RECORDS SUPPLIED:
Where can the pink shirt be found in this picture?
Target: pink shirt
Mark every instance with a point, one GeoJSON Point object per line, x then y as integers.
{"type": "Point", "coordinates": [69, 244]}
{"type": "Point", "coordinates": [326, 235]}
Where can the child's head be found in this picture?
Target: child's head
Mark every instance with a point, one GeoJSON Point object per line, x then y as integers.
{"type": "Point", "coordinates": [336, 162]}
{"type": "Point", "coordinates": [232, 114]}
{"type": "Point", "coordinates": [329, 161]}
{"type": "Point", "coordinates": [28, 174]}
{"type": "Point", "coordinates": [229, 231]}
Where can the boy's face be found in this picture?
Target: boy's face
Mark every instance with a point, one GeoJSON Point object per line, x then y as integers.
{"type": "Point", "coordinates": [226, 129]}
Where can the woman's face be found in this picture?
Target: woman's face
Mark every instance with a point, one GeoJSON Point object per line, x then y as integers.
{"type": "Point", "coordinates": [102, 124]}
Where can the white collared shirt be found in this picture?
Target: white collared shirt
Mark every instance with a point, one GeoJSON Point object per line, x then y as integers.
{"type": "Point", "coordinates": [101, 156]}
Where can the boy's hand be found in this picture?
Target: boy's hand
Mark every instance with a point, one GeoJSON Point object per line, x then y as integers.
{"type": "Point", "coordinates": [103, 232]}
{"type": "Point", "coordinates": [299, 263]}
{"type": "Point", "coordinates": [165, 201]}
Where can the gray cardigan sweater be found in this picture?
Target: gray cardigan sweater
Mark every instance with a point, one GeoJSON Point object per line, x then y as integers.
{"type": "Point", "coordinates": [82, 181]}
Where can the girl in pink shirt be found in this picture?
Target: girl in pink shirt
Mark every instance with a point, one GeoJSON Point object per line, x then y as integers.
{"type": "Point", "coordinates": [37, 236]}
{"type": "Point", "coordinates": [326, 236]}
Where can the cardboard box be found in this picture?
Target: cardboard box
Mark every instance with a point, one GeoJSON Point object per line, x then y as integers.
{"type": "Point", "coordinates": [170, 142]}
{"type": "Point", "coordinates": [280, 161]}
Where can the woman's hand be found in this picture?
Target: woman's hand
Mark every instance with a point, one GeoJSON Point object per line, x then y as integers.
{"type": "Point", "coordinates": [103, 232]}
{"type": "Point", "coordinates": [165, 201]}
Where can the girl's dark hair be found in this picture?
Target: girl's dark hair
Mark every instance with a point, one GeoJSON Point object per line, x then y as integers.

PROBLEM TO SOLVE:
Restate the data above exactly, keeping each word as it stands.

OUTPUT BELOW:
Where can the pink shirt be found in this picture?
Target: pink shirt
Mark every instance with a point, one GeoJSON Point object per line, x then y as integers.
{"type": "Point", "coordinates": [69, 244]}
{"type": "Point", "coordinates": [326, 235]}
Where can the child's head be found in this picture?
Target: child's head
Mark every instance with a point, one GeoJSON Point object per line, x then y as integers.
{"type": "Point", "coordinates": [336, 162]}
{"type": "Point", "coordinates": [232, 114]}
{"type": "Point", "coordinates": [329, 161]}
{"type": "Point", "coordinates": [28, 174]}
{"type": "Point", "coordinates": [229, 231]}
Where can the boy's face be found in this picture?
Target: boy's face
Mark every instance with a point, one GeoJSON Point object per line, x then y as integers.
{"type": "Point", "coordinates": [226, 129]}
Where can the woman's face be found in this picture?
Target: woman's face
Mark every instance with a point, one GeoJSON Point object per line, x then y as integers.
{"type": "Point", "coordinates": [102, 124]}
Where can the white collared shirt be found in this picture?
Target: white collared shirt
Mark every instance with a point, one GeoJSON Point object per line, x then y as integers.
{"type": "Point", "coordinates": [101, 156]}
Where can the boy's hand be found in this picture?
Target: boy's hand
Mark every instance with a point, one GeoJSON Point object per line, x then y as integers.
{"type": "Point", "coordinates": [103, 232]}
{"type": "Point", "coordinates": [299, 263]}
{"type": "Point", "coordinates": [165, 201]}
Where can the gray cardigan sweater be found in this picture?
Target: gray cardigan sweater
Mark every instance with a point, one GeoJSON Point object per line, x then y as integers.
{"type": "Point", "coordinates": [82, 181]}
Where can the girl in pink shirt be found in this picture?
Target: girl in pink shirt
Mark every instance with a point, one GeoJSON Point object per line, x then y as integers.
{"type": "Point", "coordinates": [37, 236]}
{"type": "Point", "coordinates": [326, 236]}
Where can the cardboard box be found in this picture?
Target: cardboard box
Mark every instance with a point, one GeoJSON Point object per line, x then y as integers.
{"type": "Point", "coordinates": [170, 142]}
{"type": "Point", "coordinates": [280, 161]}
Where can the woman's hand be found in this picture?
Target: woman's hand
Mark every instance with a point, one GeoJSON Point object per line, x then y as integers.
{"type": "Point", "coordinates": [103, 232]}
{"type": "Point", "coordinates": [165, 201]}
Where can the girl's dark hair be found in this picture?
Target: girl's dark hair
Mark every instance with a point, one GeoJSON Point object per line, x then y as integers.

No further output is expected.